▸ What you have to do: In the fund accounting notes below, over what period are the Fund's organization expenses being amortized?

** BEGIN Passage given **

Dividends and distributions which exceed net investment income and net realized
capital gains for financial reporting purposes, but not for tax purposes are
reported as dividends in excess of net investment income or distributions in
excess of net realized capital gains.
 
(e) UNAMORTIZED ORGANIZATION EXPENSES.   Organization expenses amounting to
$115,541 were incurred in connection with the organization of the Fund. These
expenses have been deferred and are being amortized ratably over a five-year
period from commencement of operations.
 
(f) REPURCHASE AGREEMENTS.   When entering into repurchase agreements, it is the
Fund's policy to take possession, through its custodian, of the underlying
collateral and to monitor its value at the time the arrangement is entered into
and on a daily basis during the term of the repurchase agreement to ensure that
it equals or exceeds the repurchase price. In the event of default of the
obligation to repurchase, the Fund has the right to liquidate the collateral and
apply the proceeds in satisfaction of the obligation. Under certain
circumstances, in the event of default or bankruptcy by the other party to the
agreement, realization and/or retention of the collateral may be subject to
legal proceedings.

** END Passage given **
** BEGIN Data rows **

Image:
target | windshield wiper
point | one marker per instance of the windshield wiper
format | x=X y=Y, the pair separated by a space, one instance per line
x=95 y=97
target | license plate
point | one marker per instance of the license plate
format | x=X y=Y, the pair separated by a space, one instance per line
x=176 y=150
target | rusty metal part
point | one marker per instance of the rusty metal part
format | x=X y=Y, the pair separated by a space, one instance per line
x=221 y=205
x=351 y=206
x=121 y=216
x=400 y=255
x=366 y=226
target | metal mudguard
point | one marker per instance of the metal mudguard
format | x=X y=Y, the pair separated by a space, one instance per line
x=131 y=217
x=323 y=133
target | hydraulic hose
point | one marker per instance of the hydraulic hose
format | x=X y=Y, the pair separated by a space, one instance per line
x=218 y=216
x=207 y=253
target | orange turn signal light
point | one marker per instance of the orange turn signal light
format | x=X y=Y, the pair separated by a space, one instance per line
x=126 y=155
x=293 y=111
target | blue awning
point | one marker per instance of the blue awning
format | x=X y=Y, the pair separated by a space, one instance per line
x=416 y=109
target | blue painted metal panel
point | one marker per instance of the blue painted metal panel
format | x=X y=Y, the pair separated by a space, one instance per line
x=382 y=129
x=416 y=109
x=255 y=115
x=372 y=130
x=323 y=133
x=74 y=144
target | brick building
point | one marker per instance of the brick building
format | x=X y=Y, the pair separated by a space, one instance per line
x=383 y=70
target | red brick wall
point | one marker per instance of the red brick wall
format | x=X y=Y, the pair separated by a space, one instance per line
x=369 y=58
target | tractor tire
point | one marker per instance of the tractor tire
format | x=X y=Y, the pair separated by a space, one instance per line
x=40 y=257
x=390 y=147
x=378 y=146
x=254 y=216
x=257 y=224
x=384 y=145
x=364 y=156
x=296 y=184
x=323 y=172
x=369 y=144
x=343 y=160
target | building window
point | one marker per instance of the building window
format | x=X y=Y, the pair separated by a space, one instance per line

** END Data rows **

▸ Solved problem: They are amortized ratably over a five-year period from the commencement of operations.